Exercise
What is needed is an exact transcription of every entry below, with the pictures left out.
##### The records
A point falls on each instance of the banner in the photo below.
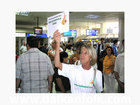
(59, 21)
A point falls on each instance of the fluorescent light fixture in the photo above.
(22, 13)
(92, 16)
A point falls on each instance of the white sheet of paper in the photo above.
(59, 21)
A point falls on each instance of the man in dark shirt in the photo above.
(41, 47)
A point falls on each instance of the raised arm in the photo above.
(57, 62)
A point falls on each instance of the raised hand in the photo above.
(57, 36)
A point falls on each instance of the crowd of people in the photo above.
(82, 67)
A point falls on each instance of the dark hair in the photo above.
(102, 39)
(32, 41)
(63, 55)
(69, 47)
(115, 41)
(40, 40)
(112, 52)
(94, 44)
(78, 45)
(46, 44)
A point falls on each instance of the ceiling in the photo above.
(26, 23)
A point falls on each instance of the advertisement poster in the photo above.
(60, 22)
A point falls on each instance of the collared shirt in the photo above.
(119, 66)
(82, 81)
(33, 68)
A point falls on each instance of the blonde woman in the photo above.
(83, 78)
(108, 69)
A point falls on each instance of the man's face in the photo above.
(102, 41)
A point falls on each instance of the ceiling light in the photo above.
(22, 13)
(92, 16)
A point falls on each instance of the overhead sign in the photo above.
(59, 21)
(70, 33)
(36, 35)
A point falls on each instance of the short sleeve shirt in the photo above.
(82, 80)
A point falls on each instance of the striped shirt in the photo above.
(33, 68)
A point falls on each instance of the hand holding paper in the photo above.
(57, 36)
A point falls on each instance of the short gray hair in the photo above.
(92, 53)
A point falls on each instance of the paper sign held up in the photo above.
(59, 21)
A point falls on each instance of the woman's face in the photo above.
(108, 51)
(84, 56)
(65, 60)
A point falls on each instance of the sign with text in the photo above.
(59, 21)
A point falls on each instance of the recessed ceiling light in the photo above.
(92, 16)
(22, 13)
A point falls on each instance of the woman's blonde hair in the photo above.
(92, 53)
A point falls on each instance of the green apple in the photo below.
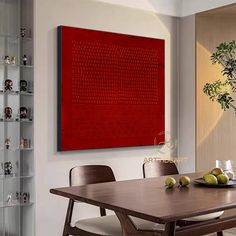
(184, 181)
(211, 179)
(170, 182)
(222, 179)
(217, 171)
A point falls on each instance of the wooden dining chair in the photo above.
(167, 167)
(103, 225)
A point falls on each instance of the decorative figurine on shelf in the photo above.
(22, 32)
(7, 143)
(8, 85)
(24, 60)
(7, 60)
(13, 60)
(23, 197)
(18, 196)
(23, 85)
(26, 197)
(8, 113)
(21, 143)
(7, 167)
(24, 143)
(9, 199)
(23, 112)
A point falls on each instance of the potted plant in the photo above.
(220, 90)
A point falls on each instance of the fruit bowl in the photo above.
(201, 181)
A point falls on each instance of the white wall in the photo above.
(167, 7)
(52, 167)
(190, 7)
(186, 131)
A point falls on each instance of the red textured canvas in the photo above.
(111, 90)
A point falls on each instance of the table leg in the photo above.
(170, 229)
(127, 225)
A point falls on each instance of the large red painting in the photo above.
(110, 90)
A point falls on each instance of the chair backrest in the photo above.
(90, 174)
(159, 168)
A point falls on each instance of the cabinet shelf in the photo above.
(15, 204)
(17, 149)
(3, 177)
(16, 65)
(14, 120)
(16, 93)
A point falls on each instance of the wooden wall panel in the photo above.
(215, 129)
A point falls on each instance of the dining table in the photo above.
(150, 200)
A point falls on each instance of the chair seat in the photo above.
(110, 225)
(210, 216)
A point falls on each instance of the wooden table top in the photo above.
(149, 199)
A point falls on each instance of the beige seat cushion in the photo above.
(210, 216)
(110, 225)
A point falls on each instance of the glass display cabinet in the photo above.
(16, 118)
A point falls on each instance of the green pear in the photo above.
(170, 182)
(217, 171)
(211, 179)
(206, 175)
(222, 179)
(184, 181)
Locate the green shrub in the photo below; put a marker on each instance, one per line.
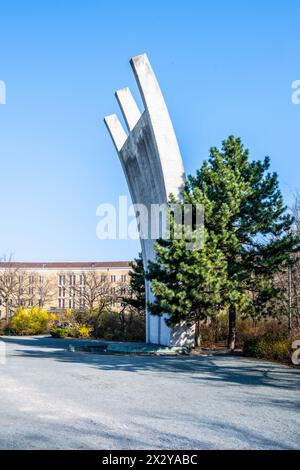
(269, 346)
(29, 321)
(74, 331)
(59, 332)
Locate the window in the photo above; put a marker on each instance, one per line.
(61, 280)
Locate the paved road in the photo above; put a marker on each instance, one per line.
(52, 398)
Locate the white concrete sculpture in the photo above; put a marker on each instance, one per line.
(153, 167)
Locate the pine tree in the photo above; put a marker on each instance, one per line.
(247, 241)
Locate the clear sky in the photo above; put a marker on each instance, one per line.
(225, 67)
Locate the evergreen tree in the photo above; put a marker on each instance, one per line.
(247, 241)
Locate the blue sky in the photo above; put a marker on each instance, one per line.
(224, 68)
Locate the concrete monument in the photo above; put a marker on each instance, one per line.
(152, 163)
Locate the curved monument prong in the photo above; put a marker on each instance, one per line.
(129, 108)
(153, 167)
(116, 131)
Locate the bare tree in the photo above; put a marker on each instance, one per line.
(13, 285)
(93, 292)
(295, 271)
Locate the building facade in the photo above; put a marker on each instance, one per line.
(59, 286)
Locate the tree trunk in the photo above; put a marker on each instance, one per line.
(231, 328)
(198, 334)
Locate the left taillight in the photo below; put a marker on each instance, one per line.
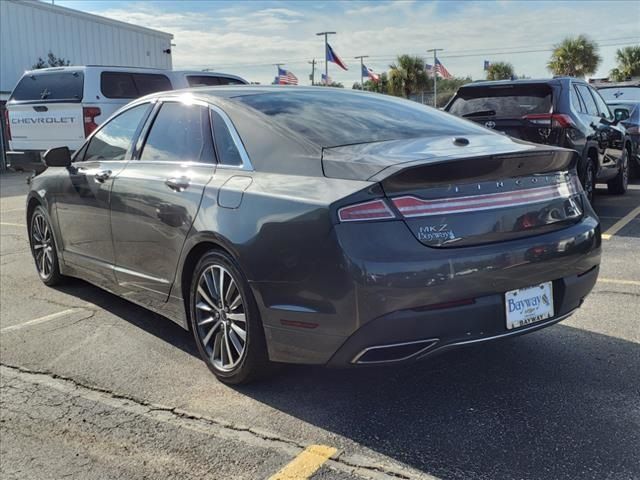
(366, 211)
(6, 119)
(89, 114)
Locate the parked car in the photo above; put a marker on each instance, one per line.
(317, 226)
(62, 106)
(566, 112)
(624, 99)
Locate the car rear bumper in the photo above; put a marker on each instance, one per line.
(27, 161)
(412, 334)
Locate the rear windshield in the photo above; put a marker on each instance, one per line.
(620, 94)
(503, 101)
(132, 85)
(208, 81)
(49, 87)
(331, 119)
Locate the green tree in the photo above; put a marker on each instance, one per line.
(51, 61)
(407, 76)
(575, 57)
(500, 71)
(628, 59)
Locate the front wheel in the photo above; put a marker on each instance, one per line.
(620, 182)
(43, 247)
(225, 320)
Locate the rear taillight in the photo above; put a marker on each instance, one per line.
(373, 210)
(89, 114)
(553, 120)
(6, 119)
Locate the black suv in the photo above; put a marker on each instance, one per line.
(566, 112)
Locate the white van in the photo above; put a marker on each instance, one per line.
(61, 106)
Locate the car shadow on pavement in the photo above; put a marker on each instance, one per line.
(560, 403)
(155, 324)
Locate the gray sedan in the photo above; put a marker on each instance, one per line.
(317, 225)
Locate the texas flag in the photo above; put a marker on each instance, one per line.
(333, 57)
(367, 72)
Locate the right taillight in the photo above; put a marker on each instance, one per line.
(89, 114)
(372, 210)
(6, 119)
(553, 120)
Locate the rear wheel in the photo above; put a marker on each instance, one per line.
(620, 182)
(225, 320)
(43, 247)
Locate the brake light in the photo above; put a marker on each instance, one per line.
(6, 118)
(89, 114)
(373, 210)
(553, 120)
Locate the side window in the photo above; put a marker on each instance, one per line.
(202, 80)
(147, 83)
(225, 146)
(589, 103)
(113, 140)
(602, 106)
(576, 102)
(180, 133)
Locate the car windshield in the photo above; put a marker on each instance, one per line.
(331, 119)
(502, 101)
(620, 94)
##########
Solution to the exercise
A point falls on each instance of the banner in the photo below.
(59, 21)
A point falls on each instance of the fluorescent light fixture in the photo above.
(22, 13)
(92, 16)
A point falls on each instance of the white sheet of paper in the photo above.
(59, 21)
A point falls on each instance of the man in dark shirt in the photo above.
(41, 47)
A point falls on each instance of the raised arm in the photo above.
(57, 62)
A point falls on each instance of the raised hand in the photo above.
(57, 36)
A point falls on each instance of the crowd of people in the photo above.
(82, 67)
A point falls on each instance of the dark hair in the photo above.
(102, 39)
(32, 41)
(63, 55)
(69, 47)
(115, 41)
(40, 40)
(112, 52)
(94, 44)
(78, 45)
(46, 44)
A point falls on each instance of the ceiling in the photo above.
(26, 23)
A point falls on each instance of the advertisement poster in the photo above.
(60, 22)
A point falls on each instance of the collared shirt in the photo above.
(119, 66)
(82, 81)
(33, 68)
A point falls on each instance of the blonde woman in the photo above.
(83, 78)
(108, 69)
A point falls on each instance of the man's face in the photo above.
(102, 41)
A point falls on each instance of the ceiling light in the photo above.
(22, 13)
(92, 16)
A point falls on each instance of the overhead sign in the photo above.
(59, 21)
(70, 33)
(36, 35)
A point falls on each instance of the short sleeve shirt in the photo above.
(82, 80)
A point falls on each instance of the striped shirt in the photo above.
(33, 68)
A point falls on each instance of the hand holding paper in the photo above.
(57, 36)
A point falls on each instance of the short gray hair in the photo above.
(92, 53)
A point falls on each instance of the paper sign held up in the photo above.
(59, 21)
A point falls on each instance of the woman's face in the photo above.
(108, 51)
(84, 56)
(65, 60)
A point falls on each instance of the sign with text in the photo above.
(59, 21)
A point falls on each instance of the recessed ceiling light in the photo above.
(92, 16)
(22, 13)
A point falls on each instance of the woman's blonde hair in the photo above.
(92, 53)
A point falls on each instance of the green apple in the photo below.
(184, 181)
(211, 179)
(170, 182)
(222, 179)
(217, 171)
A point falls on each instance of the wooden dining chair in the photo above.
(167, 167)
(103, 225)
A point falls on each instance of the decorative figurine on shelf in the photo above.
(22, 32)
(7, 143)
(8, 85)
(24, 60)
(7, 60)
(13, 60)
(23, 197)
(18, 196)
(23, 85)
(26, 197)
(8, 113)
(21, 143)
(7, 167)
(24, 143)
(9, 199)
(23, 112)
A point falls on each instance of the potted plant in the photo above.
(220, 90)
A point falls on each instance of the fruit bowl in the photo above.
(201, 181)
A point falls on each instance of the white wall in the photo above.
(167, 7)
(52, 167)
(190, 7)
(186, 131)
A point falls on each instance of the red textured canvas in the photo above.
(111, 90)
A point falls on each instance of the table leg in the photo above.
(170, 229)
(127, 225)
A point falls on each instance of the large red painting in the photo above.
(110, 90)
A point falls on each instance of the chair backrest in the photo above.
(90, 174)
(159, 168)
A point falls on each instance of the cabinet shelf in the photo above.
(15, 204)
(17, 149)
(3, 177)
(16, 65)
(14, 120)
(16, 93)
A point falls on each instance of the wooden wall panel in the photo above.
(215, 129)
A point falls on each instance of the dining table in the photo above.
(150, 200)
A point falls on each instance of the chair seat in the photo above.
(110, 225)
(210, 216)
A point falls on each instance of the wooden table top in the photo above.
(149, 199)
A point falls on each instance of the beige seat cushion in the photo above.
(210, 216)
(110, 225)
A point falls on each instance of the glass display cabinet in the photo above.
(16, 118)
A point falls on each instance of the green pear in the photo above.
(170, 182)
(217, 171)
(211, 179)
(206, 175)
(222, 179)
(184, 181)
Locate the green shrub in the photo below; put a marker on each instance, one per line.
(269, 346)
(29, 321)
(74, 331)
(59, 332)
Locate the window in the photo above; put a marker on each instance, one per line.
(61, 280)
Locate the paved road in the photo above; put a marker on each instance, one per line.
(52, 398)
Locate the white concrete sculpture in the photo above; put a marker on each instance, one per line.
(153, 167)
Locate the pine tree in the photo above; put a marker on each instance, one per line.
(247, 241)
Locate the clear sky in the photo above; put a marker on each instance, one per line.
(225, 67)
Locate the evergreen tree in the photo above; put a marker on each instance, one per line.
(247, 241)
Locate the blue sky in the photo above; put a marker on each instance, one per line.
(224, 68)
Locate the concrete monument in the photo above; put a marker on each instance, one per line.
(152, 163)
Locate the curved monument prong in the photo above; put a marker on each instance, one per line.
(129, 108)
(153, 167)
(116, 131)
Locate the bare tree in the photo above; put a marker on each instance, one per line.
(13, 285)
(93, 292)
(295, 271)
Locate the building facade in the photo above; put a marker on each instance, one per line.
(59, 286)
Locate the tree trunk in the photo above; put a marker on each instance, one per line.
(231, 328)
(198, 334)
Locate the left taillight in the photo below; put a marker on each instance, one per line.
(366, 211)
(6, 119)
(89, 114)
Locate the parked car in the photo above; put a marker on each instance, one per line.
(317, 226)
(62, 106)
(566, 112)
(624, 99)
Locate the car rear bumper in the photo above; put a marker on each instance, one per line.
(27, 161)
(412, 334)
Locate the rear windshield in the photo above; put a marker on each instance, one per line.
(620, 94)
(503, 101)
(132, 85)
(208, 81)
(49, 87)
(331, 119)
Locate the green tree in the photo above; put a marker on each instance, one per line.
(51, 61)
(407, 76)
(575, 57)
(500, 71)
(628, 59)
Locate the front wheel in the photo above; put a marker on each instance, one per line.
(620, 182)
(43, 247)
(225, 320)
Locate the rear taillight in the photo above; put a marker on each instance, one per line.
(373, 210)
(89, 114)
(553, 120)
(6, 119)
Locate the black suv in the photo above; put a marker on each instance, one per line.
(566, 112)
Locate the white van in the photo above; put a marker on each instance, one per line.
(61, 106)
Locate the car shadow on pavement in the photo above; put a marker on each instance, one per line.
(560, 403)
(155, 324)
Locate the gray sedan in the photo above; put a marker on each instance, one per line.
(317, 225)
Locate the texas flag in the photo above; put a marker on each instance, one per line.
(333, 57)
(367, 72)
Locate the right taillight in the photo above; put a marker on each instance, one per line.
(89, 114)
(372, 210)
(6, 119)
(553, 120)
Locate the rear wheel in the photo above; put a marker on each instance, one per line.
(620, 182)
(225, 320)
(43, 247)
Locate the brake light in the photo above; put a marker on each instance, one per line.
(6, 118)
(89, 114)
(373, 210)
(553, 120)
Locate the side window in the photo above; put a marker on each instance, one per line.
(202, 80)
(147, 83)
(225, 146)
(589, 103)
(113, 140)
(602, 106)
(576, 102)
(180, 133)
Locate the car windshield in the photo above; put a marker on each instance, one per line.
(331, 119)
(502, 101)
(620, 94)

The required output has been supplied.